*Task goal*
Extract every line of the material below that contains the word "woman", matching case exactly.

-- start of Recorded information --

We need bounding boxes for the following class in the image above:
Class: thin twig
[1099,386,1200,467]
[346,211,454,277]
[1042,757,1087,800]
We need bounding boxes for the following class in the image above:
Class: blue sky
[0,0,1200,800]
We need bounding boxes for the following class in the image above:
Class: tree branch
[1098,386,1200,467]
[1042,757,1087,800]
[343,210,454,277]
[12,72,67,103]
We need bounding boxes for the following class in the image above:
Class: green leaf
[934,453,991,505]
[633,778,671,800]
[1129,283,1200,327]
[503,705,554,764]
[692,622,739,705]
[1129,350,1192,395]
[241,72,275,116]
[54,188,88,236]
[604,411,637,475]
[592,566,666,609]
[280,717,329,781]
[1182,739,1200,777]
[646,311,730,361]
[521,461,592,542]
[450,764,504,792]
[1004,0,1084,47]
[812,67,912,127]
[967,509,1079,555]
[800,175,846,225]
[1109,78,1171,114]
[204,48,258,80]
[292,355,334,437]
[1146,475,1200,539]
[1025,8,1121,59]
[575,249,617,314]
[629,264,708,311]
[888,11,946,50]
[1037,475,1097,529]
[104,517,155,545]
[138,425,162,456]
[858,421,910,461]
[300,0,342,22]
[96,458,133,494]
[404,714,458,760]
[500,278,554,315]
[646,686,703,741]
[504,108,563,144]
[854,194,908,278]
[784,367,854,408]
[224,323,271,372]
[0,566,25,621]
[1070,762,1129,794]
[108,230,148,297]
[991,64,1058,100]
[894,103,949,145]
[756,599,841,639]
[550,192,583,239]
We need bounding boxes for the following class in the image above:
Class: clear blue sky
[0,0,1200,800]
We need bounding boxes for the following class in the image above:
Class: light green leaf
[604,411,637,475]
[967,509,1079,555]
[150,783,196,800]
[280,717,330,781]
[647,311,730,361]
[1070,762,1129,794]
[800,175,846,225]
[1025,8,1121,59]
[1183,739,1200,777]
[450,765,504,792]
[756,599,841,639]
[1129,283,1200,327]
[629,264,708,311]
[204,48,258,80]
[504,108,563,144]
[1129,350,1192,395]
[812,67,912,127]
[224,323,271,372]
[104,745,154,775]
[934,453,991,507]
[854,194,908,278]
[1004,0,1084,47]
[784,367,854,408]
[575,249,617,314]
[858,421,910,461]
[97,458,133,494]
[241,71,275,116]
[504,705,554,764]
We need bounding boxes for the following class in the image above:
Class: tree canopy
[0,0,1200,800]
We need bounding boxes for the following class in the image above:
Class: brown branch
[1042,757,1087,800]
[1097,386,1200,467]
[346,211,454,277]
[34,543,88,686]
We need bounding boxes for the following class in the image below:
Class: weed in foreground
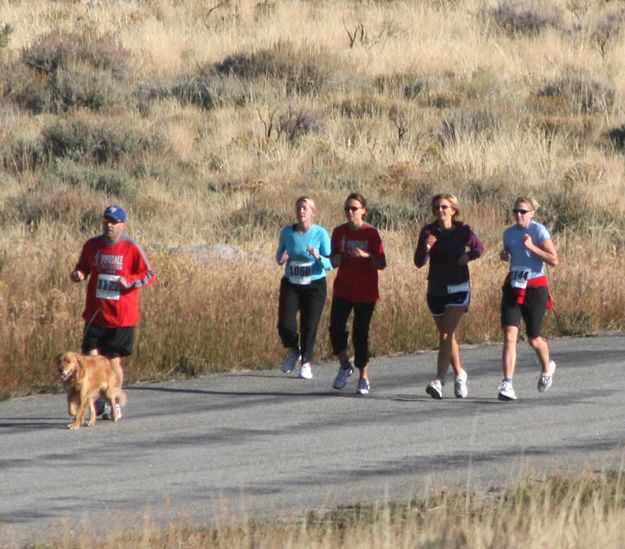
[31,469,625,549]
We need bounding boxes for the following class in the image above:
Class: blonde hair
[295,196,317,211]
[430,193,460,221]
[514,196,540,211]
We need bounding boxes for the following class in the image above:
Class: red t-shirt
[331,223,386,303]
[76,235,156,328]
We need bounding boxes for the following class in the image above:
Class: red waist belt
[503,273,553,309]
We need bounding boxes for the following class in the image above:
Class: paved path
[0,335,625,546]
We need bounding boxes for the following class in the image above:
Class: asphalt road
[0,335,625,547]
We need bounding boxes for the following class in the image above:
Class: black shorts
[501,286,549,339]
[428,292,471,316]
[82,324,135,358]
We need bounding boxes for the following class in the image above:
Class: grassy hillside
[0,0,625,396]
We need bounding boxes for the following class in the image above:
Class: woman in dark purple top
[414,194,484,399]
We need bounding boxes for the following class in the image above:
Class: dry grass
[25,470,625,549]
[0,0,625,396]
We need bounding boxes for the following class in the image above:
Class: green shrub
[0,23,13,50]
[215,41,337,94]
[535,69,615,113]
[0,137,45,172]
[45,159,135,199]
[42,118,162,164]
[2,181,102,232]
[590,6,625,56]
[487,0,563,35]
[21,29,130,79]
[3,30,129,113]
[2,63,55,114]
[367,201,422,231]
[605,124,625,151]
[48,64,128,112]
[440,108,497,141]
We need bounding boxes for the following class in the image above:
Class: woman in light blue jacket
[276,196,332,379]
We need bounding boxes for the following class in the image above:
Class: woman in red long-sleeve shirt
[414,194,484,399]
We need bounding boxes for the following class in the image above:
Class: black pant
[330,296,375,368]
[278,277,328,363]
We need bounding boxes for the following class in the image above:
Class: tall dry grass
[28,470,625,549]
[0,0,625,396]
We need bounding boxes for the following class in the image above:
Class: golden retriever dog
[55,351,126,429]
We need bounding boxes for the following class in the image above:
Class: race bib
[447,282,471,294]
[95,274,120,301]
[510,269,531,289]
[288,261,313,286]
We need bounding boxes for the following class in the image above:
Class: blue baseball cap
[102,206,126,223]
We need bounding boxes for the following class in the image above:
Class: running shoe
[538,360,556,393]
[356,377,371,395]
[332,361,354,390]
[425,379,443,400]
[454,370,469,398]
[299,362,312,379]
[497,381,516,401]
[102,402,122,421]
[280,351,299,374]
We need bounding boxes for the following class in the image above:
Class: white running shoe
[497,381,516,400]
[356,377,371,395]
[299,362,312,379]
[425,379,443,400]
[332,361,354,390]
[280,351,299,374]
[454,370,469,398]
[538,360,556,393]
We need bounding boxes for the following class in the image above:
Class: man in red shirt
[70,206,155,418]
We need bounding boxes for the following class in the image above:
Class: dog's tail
[115,389,128,406]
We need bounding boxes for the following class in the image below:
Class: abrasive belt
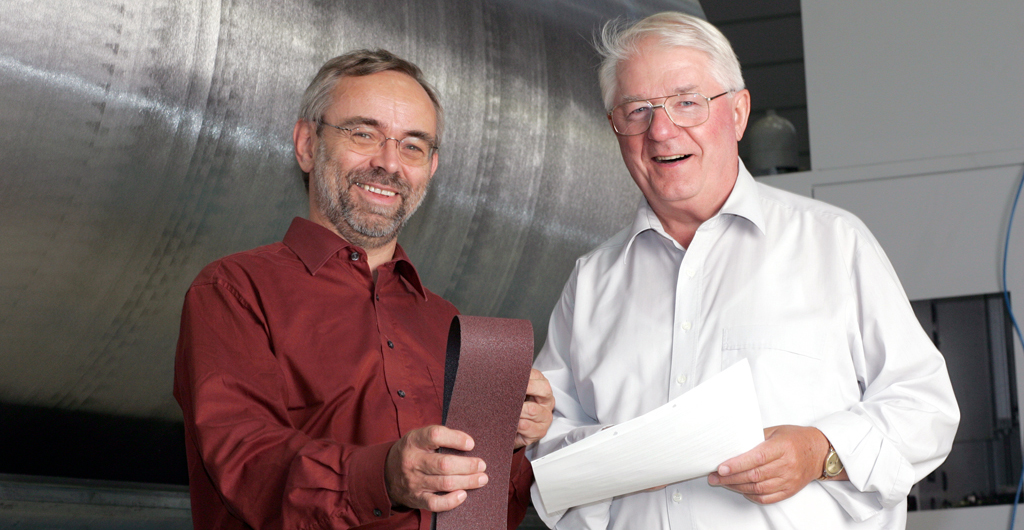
[434,315,534,530]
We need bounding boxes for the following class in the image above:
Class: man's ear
[430,149,440,178]
[732,88,751,141]
[292,120,316,173]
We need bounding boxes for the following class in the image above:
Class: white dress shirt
[530,163,959,530]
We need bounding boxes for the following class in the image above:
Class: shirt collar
[624,159,765,256]
[284,217,427,299]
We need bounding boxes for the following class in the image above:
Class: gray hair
[596,11,744,112]
[299,49,444,147]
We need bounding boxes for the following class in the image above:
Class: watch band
[434,315,534,530]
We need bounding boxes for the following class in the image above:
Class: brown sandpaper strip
[434,315,534,530]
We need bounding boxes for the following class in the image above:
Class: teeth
[357,184,394,196]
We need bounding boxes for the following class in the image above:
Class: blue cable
[1002,163,1024,530]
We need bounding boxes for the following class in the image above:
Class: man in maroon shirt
[174,50,554,530]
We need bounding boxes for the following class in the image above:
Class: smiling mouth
[654,154,692,164]
[355,182,396,196]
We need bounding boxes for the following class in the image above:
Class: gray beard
[312,143,429,249]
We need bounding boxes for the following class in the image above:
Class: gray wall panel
[0,0,701,418]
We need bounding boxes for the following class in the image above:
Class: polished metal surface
[0,0,700,418]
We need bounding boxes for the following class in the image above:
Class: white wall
[762,0,1024,530]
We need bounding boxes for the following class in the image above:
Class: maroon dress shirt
[174,218,532,530]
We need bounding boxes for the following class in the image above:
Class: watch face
[825,450,843,477]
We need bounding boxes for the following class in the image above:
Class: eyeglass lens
[332,126,433,166]
[611,94,709,136]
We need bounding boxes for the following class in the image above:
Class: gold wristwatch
[818,442,843,480]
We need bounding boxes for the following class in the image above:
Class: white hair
[596,11,744,112]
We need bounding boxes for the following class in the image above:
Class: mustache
[346,168,412,196]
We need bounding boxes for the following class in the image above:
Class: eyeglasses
[608,90,731,136]
[318,122,437,166]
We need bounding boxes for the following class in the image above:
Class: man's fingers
[418,473,489,493]
[425,490,467,512]
[409,425,474,452]
[417,453,487,478]
[526,368,555,410]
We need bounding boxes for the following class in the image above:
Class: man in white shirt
[532,13,959,530]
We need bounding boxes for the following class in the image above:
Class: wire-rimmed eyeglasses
[318,122,437,166]
[608,90,732,136]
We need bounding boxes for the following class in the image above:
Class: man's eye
[626,105,650,120]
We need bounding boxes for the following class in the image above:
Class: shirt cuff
[814,411,914,520]
[348,442,394,524]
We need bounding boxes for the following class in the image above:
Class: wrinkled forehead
[612,43,720,104]
[325,71,437,137]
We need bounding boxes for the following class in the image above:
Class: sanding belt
[433,315,534,530]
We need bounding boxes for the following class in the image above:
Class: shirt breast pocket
[722,325,831,427]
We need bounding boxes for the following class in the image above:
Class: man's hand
[708,425,846,504]
[384,425,487,512]
[515,368,555,449]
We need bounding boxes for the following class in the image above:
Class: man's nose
[370,138,401,173]
[647,104,679,141]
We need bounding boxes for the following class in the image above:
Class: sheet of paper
[532,359,764,514]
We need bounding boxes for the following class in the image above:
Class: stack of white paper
[532,359,764,514]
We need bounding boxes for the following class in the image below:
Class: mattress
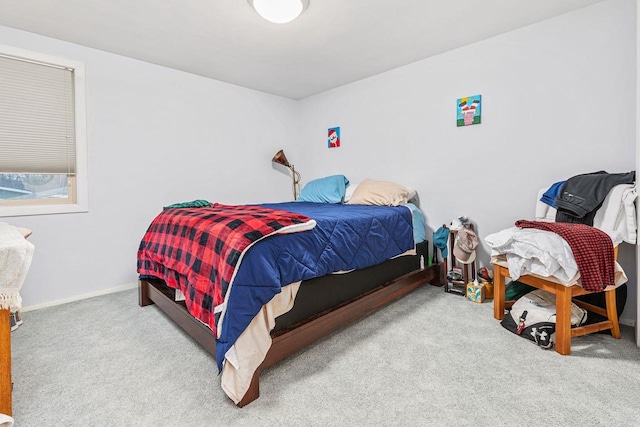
[138,202,422,369]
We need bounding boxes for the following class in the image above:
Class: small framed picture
[327,126,340,148]
[456,95,482,126]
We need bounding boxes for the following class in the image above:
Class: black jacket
[556,171,636,226]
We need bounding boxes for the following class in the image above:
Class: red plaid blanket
[138,203,315,337]
[515,219,615,292]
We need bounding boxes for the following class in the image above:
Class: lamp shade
[248,0,309,24]
[271,150,291,168]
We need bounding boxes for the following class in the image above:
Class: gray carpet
[12,285,640,427]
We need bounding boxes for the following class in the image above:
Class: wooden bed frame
[138,264,444,407]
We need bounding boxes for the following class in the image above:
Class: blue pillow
[296,175,349,203]
[405,203,424,244]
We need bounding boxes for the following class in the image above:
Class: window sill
[0,203,89,217]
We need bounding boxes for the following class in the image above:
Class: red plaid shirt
[515,219,615,292]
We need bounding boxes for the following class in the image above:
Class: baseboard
[22,282,138,313]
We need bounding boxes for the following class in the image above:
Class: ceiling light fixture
[247,0,309,24]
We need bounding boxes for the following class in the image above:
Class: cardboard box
[480,282,493,299]
[466,282,484,303]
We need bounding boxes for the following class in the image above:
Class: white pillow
[344,183,360,203]
[349,178,409,206]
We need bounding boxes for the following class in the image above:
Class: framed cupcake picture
[456,95,482,126]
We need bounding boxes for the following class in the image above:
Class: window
[0,46,88,216]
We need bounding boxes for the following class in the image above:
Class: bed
[138,182,442,406]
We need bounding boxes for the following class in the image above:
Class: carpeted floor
[12,285,640,427]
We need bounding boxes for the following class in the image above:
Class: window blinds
[0,55,76,174]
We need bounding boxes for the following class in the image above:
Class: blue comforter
[216,202,414,369]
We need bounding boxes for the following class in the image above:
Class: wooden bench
[493,247,620,355]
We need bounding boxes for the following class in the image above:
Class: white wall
[297,0,636,323]
[0,27,297,307]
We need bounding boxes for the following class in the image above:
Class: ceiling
[0,0,602,99]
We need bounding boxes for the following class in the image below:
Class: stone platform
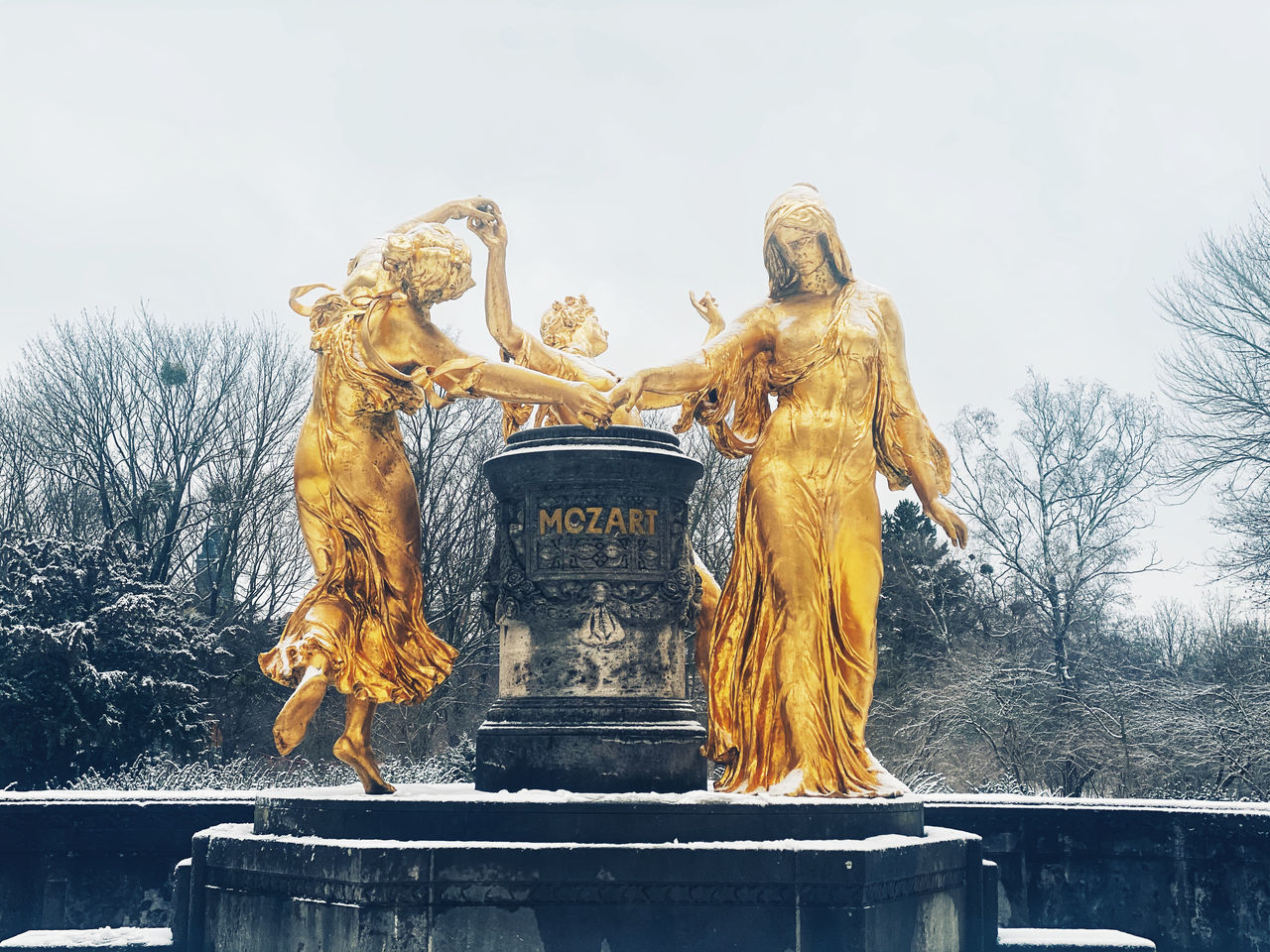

-- end of Recorded information --

*Answer for the task*
Class: woman in dark purple top
Class: woman in light blue jacket
Class: woman in red long-sleeve shirt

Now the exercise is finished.